DATA TO EXAMINE START

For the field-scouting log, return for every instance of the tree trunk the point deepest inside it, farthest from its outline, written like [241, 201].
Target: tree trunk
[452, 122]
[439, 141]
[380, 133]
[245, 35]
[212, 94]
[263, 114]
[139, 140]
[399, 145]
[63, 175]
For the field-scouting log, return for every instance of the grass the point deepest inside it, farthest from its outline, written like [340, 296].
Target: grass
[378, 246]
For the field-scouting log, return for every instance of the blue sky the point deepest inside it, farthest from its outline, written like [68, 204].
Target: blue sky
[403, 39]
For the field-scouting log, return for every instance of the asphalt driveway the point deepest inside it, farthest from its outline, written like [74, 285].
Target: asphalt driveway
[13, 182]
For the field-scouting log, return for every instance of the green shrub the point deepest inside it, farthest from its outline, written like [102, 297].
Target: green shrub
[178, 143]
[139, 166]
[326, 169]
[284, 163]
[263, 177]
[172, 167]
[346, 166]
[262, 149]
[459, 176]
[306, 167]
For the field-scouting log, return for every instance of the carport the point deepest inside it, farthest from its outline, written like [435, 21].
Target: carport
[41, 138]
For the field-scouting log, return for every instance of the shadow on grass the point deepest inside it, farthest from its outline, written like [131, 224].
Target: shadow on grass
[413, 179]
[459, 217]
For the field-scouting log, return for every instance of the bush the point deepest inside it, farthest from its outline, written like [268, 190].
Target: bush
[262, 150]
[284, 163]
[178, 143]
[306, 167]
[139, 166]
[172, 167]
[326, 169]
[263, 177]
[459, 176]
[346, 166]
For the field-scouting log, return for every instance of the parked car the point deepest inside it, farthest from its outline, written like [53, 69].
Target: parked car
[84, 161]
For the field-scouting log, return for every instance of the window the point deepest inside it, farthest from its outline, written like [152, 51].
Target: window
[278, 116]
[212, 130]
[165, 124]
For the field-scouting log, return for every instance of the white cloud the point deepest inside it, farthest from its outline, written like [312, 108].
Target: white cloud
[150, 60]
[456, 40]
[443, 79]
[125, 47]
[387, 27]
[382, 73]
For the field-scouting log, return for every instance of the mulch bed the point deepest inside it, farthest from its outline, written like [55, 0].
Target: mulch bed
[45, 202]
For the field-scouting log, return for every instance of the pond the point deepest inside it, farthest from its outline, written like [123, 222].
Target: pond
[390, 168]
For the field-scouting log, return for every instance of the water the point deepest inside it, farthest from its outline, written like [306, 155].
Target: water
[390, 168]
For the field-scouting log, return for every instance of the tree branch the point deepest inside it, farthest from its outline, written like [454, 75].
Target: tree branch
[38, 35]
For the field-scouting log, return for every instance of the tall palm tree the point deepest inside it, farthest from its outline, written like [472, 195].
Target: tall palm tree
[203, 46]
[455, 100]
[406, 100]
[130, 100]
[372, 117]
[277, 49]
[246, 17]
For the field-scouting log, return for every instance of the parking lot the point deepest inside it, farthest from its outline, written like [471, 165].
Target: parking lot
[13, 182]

DATA TO EXAMINE END

▶ [WHAT IS NEEDED] Once you have read the records, repeat them all exactly.

▶ [REPLY]
For the field-scouting log, return for every instance of the tree trunk the point deepest inside it, farthest from its outline, written like [241, 201].
Target: tree trunk
[452, 122]
[439, 141]
[380, 133]
[245, 35]
[212, 94]
[263, 114]
[139, 140]
[399, 145]
[63, 175]
For the field-scouting log, return for every instance of the grass the point deepest inside it, farthest from its outline, written like [340, 296].
Target: grass
[378, 246]
For the field-scouting log, return for every instance of the blue sky the point deepest inside it, farthest from its outline, written like [68, 204].
Target: blue sky
[403, 39]
For the field-scouting log, return for every instance of the asphalt driveway the point deepest inside it, farthest from its outline, written like [74, 285].
Target: asphalt driveway
[13, 182]
For the field-scouting log, return for every instance of the green shrub the point deepest inside it, farthest from its outline, written like [102, 297].
Target: green shrub
[178, 143]
[139, 166]
[326, 169]
[284, 163]
[263, 177]
[172, 167]
[346, 166]
[262, 149]
[459, 176]
[306, 167]
For the field-scouting log, return for every instance of the carport the point deepest inside it, farthest from its outline, written like [435, 21].
Target: carport
[41, 138]
For the field-scouting log, return for every instance of the shadow on grass the point deepest inside it, farthest from its outline, written like [131, 224].
Target: shadow on grass
[413, 179]
[459, 217]
For the field-scouting log, return for every instance of the bush the point deepest inside it, farthest from its outline, written like [268, 190].
Target: bush
[262, 150]
[284, 163]
[178, 143]
[306, 167]
[139, 166]
[172, 167]
[326, 169]
[263, 177]
[459, 176]
[346, 166]
For the field-scouting log, return for every instance of the parked car the point deepest inside it, farthest from its outline, written like [53, 69].
Target: parked car
[84, 161]
For the field-scouting log, return for every instance of the window the point deepest inside it, farthest from its outline, written like [152, 51].
Target: window
[278, 116]
[212, 130]
[165, 124]
For the field-scouting log, return for every instance of the white cloud the point deepest inside it, farthest from its outline, written like [312, 108].
Target: white cloud
[150, 60]
[456, 40]
[443, 79]
[125, 47]
[387, 27]
[382, 73]
For the field-scouting log, return for every instance of the mulch bed the point deepest inside it, farthest from its outline, written like [55, 0].
Target: mulch bed
[45, 202]
For the field-scouting log, return for every instance of the pond the point deepest inside it, farthest from its outline, written like [123, 222].
Target: pond
[390, 168]
For the field-scouting log, return for every instance of the water the point deepest inside it, farthest from its outline, written like [306, 155].
Target: water
[390, 168]
For the field-scouting log, return for every instance of the tree branch the point deepest inside it, farthest from its outline, written like [454, 75].
Target: tree branch
[38, 35]
For the field-scouting log, return for every instance of the tall palm tree the point deepest inside it, farthest from its outline, written like [472, 195].
Target: tall palm tree
[203, 46]
[455, 100]
[406, 100]
[130, 100]
[372, 117]
[277, 49]
[246, 17]
For the field-scouting log, return for every instance of the parking lot the point deepest inside it, farthest from its outline, written like [471, 165].
Target: parking lot
[13, 182]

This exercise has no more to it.